• **REQUIRED ACTIONS**:
(1) Please list every dish the restaurant review describes, using the full name the review gives each one.
(2) Retype the stretch of the restaurant review from "Now, lets talk" through "pups next time.".

• **SELECTION**:
Now, lets talk about that now (in)famous grilled kangaroo on coriander falafel with tahini lemon sauce and green pepper relish ($11). It was terrific. Clearly these people know how to handle a marsupial. Kangaroo meat is very lean so it needs to be served rare. It comes out tender and gamey and gets a nice jolt of acid from the green pepper relish. The falafel, which is more of a hockey puck-style than a golf ball-shaped spiced chickpea cake, is terrific—providing a great flavor and textural contrast to the tender meat. I would have eaten a half dozen of these. And in fact, may make a meal of these pups next time.

Another appetizer that is also a risky proposition is the seared foie gras on cardamom scone with lemon-ginger sauce ($20). This is a cool dish, and I like the concept of foie gras on a scone or biscuit and the sweet heat of a lemon and ginger sauce as well, but the chef ruined it for me by sprinkling it liberally with Maldon Sea Salt that completely drowns out the bright flavors of the sauce and the richness of the foie. I usually like a bit of salt to wake up a dish, but in this case, it masked the individual flavors so all I tasted was salt. But other dishes show that the kitchen has a tame and articulate hand, like a recent appetizer special, a gorgeous green tea-smoked salmon salad—a lovely dish of lush, silky, preppy-pink colored fillets of salmon (magnificent) served over a bright salad of nori and shaved green papaya.

Location labeling records:
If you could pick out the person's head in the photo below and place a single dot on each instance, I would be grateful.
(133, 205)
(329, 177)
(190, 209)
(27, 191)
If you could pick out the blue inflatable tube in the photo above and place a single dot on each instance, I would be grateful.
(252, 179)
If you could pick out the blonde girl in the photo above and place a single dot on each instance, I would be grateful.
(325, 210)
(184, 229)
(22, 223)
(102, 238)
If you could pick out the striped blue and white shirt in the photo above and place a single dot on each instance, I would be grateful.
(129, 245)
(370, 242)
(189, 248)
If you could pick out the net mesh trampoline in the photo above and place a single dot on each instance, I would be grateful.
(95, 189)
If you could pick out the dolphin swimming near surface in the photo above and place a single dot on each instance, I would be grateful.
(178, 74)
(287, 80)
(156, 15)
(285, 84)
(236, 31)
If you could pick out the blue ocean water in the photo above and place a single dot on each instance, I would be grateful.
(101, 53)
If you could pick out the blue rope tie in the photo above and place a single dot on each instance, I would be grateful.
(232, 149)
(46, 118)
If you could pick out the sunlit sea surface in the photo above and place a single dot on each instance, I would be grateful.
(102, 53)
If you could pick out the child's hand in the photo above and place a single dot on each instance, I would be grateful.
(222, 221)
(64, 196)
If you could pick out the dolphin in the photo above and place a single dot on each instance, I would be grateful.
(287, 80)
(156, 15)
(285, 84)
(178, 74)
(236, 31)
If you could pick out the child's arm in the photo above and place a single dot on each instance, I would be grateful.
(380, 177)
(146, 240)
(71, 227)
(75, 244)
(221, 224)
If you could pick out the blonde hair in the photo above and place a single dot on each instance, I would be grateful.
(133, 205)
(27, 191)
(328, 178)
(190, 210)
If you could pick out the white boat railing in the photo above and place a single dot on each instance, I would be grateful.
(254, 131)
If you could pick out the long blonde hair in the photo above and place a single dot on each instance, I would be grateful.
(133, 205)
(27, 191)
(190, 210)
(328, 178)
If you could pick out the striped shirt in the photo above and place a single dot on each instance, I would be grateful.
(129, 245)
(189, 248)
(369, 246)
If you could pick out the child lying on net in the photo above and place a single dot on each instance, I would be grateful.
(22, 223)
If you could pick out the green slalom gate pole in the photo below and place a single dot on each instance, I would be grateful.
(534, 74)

• **PER-TASK ANSWERS**:
(1)
- Grilled kangaroo on coriander falafel with tahini lemon sauce and green pepper relish
- Seared foie gras on cardamom scone with lemon-ginger sauce
- Green tea-smoked salmon salad

(2)
Now, lets talk about that now (in)famous grilled kangaroo on coriander falafel with tahini lemon sauce and green pepper relish ($11). It was terrific. Clearly these people know how to handle a marsupial. Kangaroo meat is very lean so it needs to be served rare. It comes out tender and gamey and gets a nice jolt of acid from the green pepper relish. The falafel, which is more of a hockey puck-style than a golf ball-shaped spiced chickpea cake, is terrific—providing a great flavor and textural contrast to the tender meat. I would have eaten a half dozen of these. And in fact, may make a meal of these pups next time.